> **What is being asked**
Please turn the rows below into a numbered list, starting at the line that contains "Target: wristwatch on woman's wrist" and ending at the final row, with nothing from before that line. Omit blank lines and leave the pictures out.

> **Records shown**
+++++
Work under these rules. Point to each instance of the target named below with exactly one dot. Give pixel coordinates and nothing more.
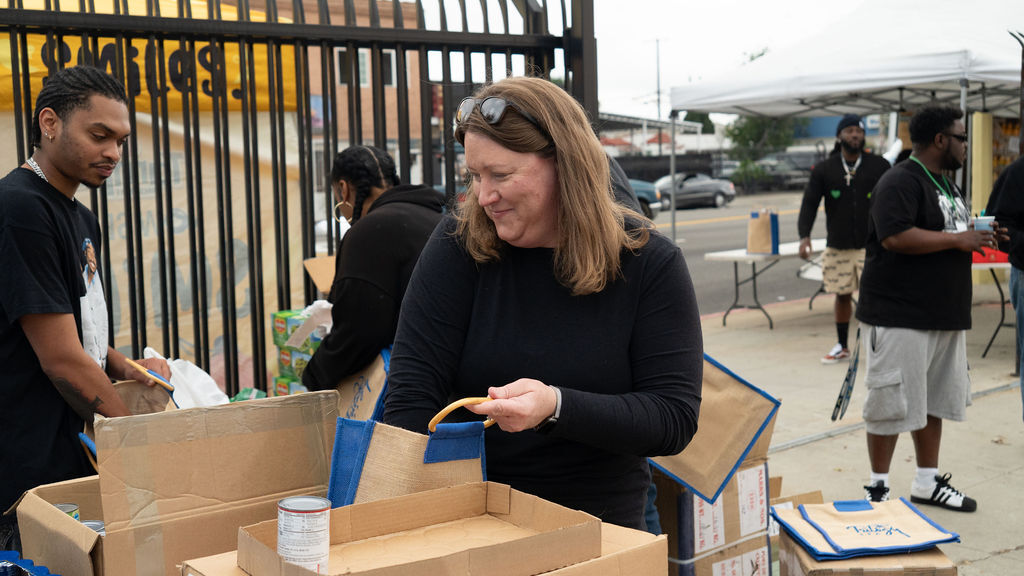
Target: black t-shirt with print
(920, 291)
(41, 237)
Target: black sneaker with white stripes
(877, 492)
(945, 496)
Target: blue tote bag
(373, 460)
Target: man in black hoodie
(390, 223)
(845, 179)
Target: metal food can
(69, 508)
(304, 532)
(97, 526)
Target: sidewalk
(985, 454)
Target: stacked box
(705, 534)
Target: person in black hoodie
(845, 179)
(390, 223)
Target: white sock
(926, 478)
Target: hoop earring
(338, 216)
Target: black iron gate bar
(536, 46)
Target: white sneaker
(838, 353)
(941, 494)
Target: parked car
(783, 174)
(650, 199)
(804, 160)
(696, 190)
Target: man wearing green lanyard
(915, 306)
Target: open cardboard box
(624, 551)
(477, 528)
(177, 485)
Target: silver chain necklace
(35, 168)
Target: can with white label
(96, 526)
(304, 531)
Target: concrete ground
(985, 454)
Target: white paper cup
(983, 222)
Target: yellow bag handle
(432, 425)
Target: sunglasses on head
(492, 110)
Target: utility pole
(657, 93)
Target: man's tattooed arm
(82, 406)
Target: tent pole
(672, 174)
(1019, 37)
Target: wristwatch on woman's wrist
(547, 425)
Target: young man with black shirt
(915, 306)
(845, 179)
(52, 310)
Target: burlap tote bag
(734, 414)
(373, 460)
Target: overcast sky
(696, 39)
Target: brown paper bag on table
(762, 232)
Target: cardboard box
(790, 502)
(749, 558)
(624, 551)
(695, 528)
(794, 561)
(735, 424)
(177, 485)
(477, 528)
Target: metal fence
(238, 110)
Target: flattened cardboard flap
(411, 535)
(49, 536)
(735, 423)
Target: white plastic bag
(193, 386)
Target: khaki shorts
(912, 374)
(841, 270)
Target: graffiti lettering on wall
(142, 69)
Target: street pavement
(985, 454)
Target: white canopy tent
(888, 55)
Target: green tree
(707, 126)
(753, 137)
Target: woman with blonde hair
(566, 309)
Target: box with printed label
(751, 557)
(285, 322)
(696, 528)
(794, 561)
(285, 385)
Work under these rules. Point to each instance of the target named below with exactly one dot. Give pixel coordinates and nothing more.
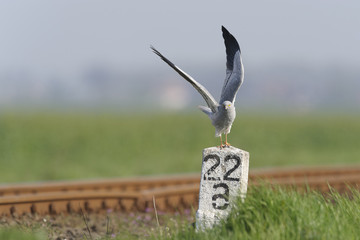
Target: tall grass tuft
(277, 213)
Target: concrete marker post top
(224, 177)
+++++
> **Task solution**
1. Target: wristwatch on woman's wrist
2. (547, 425)
3. Target: young man with black shirt
4. (915, 306)
5. (845, 179)
6. (52, 310)
7. Target: burlap tote bag
8. (734, 414)
9. (373, 460)
10. Target: overcast sky
11. (696, 39)
12. Target: brown paper bag on table
13. (762, 232)
14. Target: cardboard box
15. (790, 502)
16. (749, 558)
17. (624, 551)
18. (695, 528)
19. (794, 561)
20. (735, 424)
21. (177, 485)
22. (477, 528)
23. Target: metal fence
24. (238, 110)
25. Target: flattened cardboard flap
26. (411, 535)
27. (49, 536)
28. (735, 423)
29. Target: white plastic bag
30. (193, 386)
31. Target: khaki shorts
32. (912, 374)
33. (841, 270)
34. Target: graffiti lettering on wall
35. (142, 69)
36. Target: street pavement
37. (985, 454)
38. Target: white canopy tent
39. (888, 55)
40. Target: green tree
41. (707, 126)
42. (753, 137)
43. Target: woman with blonde hair
44. (566, 309)
45. Target: box with printed label
46. (751, 557)
47. (285, 322)
48. (696, 528)
49. (794, 561)
50. (285, 385)
51. Work under these rules. Point to each instance of the target named below with exactly one dot. Give pixel coordinates and nothing more.
52. Target: tall grass tuft
53. (277, 213)
54. Target: concrete marker post top
55. (224, 177)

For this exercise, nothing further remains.